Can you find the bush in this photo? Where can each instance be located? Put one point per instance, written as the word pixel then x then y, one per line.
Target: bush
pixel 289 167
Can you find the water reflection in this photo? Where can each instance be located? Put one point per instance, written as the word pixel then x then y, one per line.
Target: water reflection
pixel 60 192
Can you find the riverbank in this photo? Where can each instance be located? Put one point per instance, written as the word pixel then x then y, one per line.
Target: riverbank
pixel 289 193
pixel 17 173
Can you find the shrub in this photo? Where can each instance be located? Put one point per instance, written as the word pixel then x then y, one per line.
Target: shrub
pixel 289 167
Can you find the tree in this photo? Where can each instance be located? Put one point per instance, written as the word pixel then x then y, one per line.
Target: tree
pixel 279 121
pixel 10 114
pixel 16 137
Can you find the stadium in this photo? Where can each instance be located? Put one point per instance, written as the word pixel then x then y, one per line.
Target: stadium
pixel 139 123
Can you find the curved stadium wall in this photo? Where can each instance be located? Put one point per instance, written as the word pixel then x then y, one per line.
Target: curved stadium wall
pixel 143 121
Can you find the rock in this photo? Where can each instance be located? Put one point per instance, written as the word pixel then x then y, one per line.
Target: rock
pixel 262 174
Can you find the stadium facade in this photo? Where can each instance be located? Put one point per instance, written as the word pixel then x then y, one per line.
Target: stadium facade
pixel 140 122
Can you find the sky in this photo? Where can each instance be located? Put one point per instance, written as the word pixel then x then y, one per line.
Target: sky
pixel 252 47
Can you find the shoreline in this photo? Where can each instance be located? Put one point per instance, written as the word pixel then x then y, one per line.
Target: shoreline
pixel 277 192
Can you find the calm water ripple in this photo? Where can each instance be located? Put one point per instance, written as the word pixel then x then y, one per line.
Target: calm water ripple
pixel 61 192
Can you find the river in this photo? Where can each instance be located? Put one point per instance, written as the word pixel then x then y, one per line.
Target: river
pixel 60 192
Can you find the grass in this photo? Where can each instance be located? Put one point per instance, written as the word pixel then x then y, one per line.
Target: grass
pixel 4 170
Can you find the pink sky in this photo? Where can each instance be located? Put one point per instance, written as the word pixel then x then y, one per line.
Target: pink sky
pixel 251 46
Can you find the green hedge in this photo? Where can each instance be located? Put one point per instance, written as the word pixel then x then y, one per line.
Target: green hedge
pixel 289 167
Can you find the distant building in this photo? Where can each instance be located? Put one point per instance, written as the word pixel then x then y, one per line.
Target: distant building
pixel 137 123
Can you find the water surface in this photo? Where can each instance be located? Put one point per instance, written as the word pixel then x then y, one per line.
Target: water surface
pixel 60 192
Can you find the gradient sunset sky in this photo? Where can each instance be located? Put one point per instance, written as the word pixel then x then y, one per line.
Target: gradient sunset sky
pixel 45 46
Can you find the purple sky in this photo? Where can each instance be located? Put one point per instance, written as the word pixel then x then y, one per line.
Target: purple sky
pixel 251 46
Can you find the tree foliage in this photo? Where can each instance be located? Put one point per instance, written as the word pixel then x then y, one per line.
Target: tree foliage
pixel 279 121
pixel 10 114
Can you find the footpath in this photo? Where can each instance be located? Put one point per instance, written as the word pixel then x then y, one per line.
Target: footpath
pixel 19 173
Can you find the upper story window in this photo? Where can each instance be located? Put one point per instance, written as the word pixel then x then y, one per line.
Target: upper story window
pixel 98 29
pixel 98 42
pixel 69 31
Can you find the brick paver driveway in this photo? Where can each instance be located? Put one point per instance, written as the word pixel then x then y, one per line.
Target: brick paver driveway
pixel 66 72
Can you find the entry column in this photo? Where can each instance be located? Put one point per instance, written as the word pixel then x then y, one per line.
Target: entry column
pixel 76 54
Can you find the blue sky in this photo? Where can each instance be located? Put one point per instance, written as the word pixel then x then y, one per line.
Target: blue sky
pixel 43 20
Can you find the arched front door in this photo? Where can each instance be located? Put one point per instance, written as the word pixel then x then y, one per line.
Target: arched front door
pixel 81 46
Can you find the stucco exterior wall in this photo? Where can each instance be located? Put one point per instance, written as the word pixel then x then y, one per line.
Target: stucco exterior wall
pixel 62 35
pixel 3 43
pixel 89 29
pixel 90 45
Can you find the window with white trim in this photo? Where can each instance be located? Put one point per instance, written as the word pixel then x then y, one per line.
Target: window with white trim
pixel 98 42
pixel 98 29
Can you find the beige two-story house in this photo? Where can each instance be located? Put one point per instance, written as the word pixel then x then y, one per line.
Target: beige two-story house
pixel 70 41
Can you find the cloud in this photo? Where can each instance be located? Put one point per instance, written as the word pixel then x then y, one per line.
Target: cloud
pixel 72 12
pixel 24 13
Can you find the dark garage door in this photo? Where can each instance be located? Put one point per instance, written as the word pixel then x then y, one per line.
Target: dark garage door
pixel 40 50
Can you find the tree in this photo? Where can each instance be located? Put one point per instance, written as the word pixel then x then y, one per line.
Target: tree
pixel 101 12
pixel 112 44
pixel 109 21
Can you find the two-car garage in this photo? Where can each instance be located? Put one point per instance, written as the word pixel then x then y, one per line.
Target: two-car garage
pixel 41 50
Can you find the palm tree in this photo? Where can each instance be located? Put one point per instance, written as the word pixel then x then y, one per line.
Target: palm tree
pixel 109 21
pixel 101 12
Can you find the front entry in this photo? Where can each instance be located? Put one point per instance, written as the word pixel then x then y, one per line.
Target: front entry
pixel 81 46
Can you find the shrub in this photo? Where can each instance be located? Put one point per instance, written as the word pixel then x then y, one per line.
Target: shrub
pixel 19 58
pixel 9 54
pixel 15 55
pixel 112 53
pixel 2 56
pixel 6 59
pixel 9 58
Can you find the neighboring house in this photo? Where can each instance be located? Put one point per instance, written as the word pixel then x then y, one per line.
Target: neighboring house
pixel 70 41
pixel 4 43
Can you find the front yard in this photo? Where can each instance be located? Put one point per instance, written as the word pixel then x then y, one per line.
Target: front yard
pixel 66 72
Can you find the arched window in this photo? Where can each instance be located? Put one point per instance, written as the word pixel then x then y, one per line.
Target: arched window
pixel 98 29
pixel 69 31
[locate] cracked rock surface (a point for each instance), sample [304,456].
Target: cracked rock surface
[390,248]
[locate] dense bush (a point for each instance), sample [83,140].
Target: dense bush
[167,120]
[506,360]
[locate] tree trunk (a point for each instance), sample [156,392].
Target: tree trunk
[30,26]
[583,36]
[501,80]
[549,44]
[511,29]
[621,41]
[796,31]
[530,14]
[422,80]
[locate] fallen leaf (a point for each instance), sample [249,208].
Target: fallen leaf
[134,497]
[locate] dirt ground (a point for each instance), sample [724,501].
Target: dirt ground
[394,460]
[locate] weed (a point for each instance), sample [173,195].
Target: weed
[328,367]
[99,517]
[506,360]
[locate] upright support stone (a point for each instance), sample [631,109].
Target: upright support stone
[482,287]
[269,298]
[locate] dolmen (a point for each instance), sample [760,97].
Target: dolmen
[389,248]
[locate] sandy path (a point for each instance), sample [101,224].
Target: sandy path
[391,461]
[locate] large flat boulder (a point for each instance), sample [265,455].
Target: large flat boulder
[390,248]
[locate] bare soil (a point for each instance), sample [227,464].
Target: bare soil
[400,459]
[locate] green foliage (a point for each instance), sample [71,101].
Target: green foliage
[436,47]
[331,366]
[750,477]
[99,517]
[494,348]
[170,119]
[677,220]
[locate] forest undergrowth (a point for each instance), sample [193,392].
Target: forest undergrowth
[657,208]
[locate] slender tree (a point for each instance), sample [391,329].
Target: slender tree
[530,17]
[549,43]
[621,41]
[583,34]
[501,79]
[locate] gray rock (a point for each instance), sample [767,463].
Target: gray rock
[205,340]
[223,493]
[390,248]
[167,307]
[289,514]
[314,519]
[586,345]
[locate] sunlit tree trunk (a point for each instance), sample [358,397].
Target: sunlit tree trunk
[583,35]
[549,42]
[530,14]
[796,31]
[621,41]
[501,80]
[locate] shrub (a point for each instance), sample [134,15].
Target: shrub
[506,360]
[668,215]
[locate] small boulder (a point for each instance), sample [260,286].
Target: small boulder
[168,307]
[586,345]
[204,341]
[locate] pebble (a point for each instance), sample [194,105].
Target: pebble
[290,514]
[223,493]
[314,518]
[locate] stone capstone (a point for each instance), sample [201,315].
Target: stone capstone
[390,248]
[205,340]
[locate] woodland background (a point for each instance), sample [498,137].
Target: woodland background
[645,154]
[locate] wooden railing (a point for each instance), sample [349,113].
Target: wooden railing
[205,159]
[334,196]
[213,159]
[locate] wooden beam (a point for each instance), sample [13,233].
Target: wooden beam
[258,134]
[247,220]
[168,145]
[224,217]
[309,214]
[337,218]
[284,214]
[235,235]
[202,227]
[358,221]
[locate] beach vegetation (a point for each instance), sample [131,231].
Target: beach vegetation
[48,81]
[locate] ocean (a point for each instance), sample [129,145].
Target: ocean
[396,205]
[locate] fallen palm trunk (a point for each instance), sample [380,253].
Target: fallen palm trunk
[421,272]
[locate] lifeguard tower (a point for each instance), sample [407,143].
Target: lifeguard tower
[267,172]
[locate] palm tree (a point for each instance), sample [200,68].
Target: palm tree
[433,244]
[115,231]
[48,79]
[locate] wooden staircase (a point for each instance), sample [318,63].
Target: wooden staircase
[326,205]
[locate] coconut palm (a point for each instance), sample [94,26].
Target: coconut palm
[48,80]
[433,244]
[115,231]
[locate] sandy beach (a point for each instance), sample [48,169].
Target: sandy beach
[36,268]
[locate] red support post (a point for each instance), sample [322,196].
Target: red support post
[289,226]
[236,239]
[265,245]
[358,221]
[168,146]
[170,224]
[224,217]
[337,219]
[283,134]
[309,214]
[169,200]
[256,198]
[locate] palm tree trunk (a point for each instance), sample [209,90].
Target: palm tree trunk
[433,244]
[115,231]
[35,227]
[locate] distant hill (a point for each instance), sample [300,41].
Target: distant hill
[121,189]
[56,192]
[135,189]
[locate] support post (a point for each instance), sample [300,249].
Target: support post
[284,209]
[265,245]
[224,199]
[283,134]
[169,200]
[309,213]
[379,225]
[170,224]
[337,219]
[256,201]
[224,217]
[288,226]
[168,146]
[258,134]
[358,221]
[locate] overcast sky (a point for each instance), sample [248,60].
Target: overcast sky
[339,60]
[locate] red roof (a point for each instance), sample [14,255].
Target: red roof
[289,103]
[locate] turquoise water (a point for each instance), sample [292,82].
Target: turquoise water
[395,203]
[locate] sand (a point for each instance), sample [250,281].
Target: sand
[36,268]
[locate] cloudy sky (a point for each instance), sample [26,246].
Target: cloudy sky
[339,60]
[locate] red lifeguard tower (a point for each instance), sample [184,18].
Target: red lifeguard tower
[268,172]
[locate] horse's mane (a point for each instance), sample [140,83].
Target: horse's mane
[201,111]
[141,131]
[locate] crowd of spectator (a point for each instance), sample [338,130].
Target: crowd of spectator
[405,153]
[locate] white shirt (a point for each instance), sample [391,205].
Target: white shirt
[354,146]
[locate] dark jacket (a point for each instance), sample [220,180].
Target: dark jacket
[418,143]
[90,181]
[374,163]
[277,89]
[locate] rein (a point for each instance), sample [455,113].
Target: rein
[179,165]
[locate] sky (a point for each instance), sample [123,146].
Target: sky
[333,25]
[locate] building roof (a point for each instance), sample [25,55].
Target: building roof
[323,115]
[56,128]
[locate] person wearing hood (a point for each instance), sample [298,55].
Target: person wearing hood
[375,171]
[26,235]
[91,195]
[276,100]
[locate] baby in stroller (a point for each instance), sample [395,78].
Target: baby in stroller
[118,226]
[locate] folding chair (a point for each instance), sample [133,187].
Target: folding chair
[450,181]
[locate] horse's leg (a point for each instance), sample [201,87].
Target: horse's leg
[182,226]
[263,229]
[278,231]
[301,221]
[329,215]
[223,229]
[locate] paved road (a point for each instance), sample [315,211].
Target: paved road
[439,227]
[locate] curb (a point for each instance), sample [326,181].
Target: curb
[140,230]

§

_What the task asks_.
Starting at the line with "Target: building roof", restate each line through the end of the records, both ends included, and stop there.

_Task response_.
Target: building roof
[323,115]
[56,128]
[locate] person wearing hood (a point for each instance), sample [298,55].
Target: person wearing hood
[375,171]
[26,235]
[91,195]
[276,100]
[locate] baby in stroller (a point for each instance), sample [395,78].
Target: baby in stroller
[118,226]
[locate] folding chair (a point for each instance), sample [133,187].
Target: folding chair
[450,181]
[locate] horse's leg (a point for each instance), sample [201,87].
Target: horse's leg
[182,226]
[263,229]
[278,231]
[301,221]
[329,215]
[223,229]
[locate] paved road (a point for each instance), sample [315,211].
Target: paved road
[439,227]
[locate] curb (a point for each instance), sample [326,181].
Target: curb
[140,230]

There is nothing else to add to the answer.